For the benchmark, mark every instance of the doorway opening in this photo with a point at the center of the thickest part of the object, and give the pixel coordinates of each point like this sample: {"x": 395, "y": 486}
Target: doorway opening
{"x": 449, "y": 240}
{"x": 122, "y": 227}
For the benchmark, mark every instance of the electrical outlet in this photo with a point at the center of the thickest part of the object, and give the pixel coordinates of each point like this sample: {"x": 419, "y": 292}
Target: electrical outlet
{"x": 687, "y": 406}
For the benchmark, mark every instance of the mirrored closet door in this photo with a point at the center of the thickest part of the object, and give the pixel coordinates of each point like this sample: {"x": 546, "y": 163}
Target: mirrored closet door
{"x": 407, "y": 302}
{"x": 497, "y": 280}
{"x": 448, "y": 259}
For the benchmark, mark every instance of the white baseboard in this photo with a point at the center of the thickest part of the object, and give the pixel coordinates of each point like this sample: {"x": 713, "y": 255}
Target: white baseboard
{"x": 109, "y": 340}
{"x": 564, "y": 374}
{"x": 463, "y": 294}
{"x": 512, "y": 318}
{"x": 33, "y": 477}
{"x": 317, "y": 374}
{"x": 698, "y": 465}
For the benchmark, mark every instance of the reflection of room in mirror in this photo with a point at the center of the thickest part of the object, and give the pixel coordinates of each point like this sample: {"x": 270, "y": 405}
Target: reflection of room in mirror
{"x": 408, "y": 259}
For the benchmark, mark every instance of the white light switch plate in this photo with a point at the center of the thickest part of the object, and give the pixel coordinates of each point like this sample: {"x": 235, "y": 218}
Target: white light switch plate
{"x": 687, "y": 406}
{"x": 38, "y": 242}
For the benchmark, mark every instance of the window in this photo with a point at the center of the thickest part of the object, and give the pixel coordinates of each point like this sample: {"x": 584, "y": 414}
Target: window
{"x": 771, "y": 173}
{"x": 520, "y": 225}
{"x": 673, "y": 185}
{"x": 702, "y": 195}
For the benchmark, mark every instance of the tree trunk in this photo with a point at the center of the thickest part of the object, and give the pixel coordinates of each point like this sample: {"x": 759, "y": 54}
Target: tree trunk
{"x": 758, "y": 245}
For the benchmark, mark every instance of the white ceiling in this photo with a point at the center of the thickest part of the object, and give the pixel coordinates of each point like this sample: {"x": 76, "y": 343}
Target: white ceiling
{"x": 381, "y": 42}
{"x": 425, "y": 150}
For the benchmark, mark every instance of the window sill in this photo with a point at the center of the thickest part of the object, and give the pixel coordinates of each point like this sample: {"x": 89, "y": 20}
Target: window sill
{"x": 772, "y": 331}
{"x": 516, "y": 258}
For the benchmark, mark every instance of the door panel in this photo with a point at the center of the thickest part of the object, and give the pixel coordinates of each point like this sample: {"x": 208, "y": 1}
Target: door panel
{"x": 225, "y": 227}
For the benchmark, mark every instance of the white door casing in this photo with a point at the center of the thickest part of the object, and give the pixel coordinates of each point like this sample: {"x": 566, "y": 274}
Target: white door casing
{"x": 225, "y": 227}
==
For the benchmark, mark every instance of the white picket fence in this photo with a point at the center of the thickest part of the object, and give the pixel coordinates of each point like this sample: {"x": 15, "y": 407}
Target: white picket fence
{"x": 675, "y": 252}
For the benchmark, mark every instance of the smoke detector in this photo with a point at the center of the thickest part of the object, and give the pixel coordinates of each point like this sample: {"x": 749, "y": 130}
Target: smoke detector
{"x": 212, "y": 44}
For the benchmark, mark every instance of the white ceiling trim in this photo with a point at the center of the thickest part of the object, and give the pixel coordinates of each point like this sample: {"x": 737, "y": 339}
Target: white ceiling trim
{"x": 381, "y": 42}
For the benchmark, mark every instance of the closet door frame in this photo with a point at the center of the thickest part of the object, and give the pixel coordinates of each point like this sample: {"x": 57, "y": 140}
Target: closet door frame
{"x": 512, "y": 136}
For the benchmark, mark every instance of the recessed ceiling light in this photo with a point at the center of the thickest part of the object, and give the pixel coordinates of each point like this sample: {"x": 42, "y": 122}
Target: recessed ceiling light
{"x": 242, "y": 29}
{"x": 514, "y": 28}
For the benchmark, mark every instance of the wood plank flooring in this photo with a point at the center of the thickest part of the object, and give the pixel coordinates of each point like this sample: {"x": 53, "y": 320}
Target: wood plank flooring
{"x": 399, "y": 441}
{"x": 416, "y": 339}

**STATED GOAL**: Count how many lines of the entries above contain the string "casing", with matching case, and reply with the number alone.

**COMPLETED EXERCISE**: 2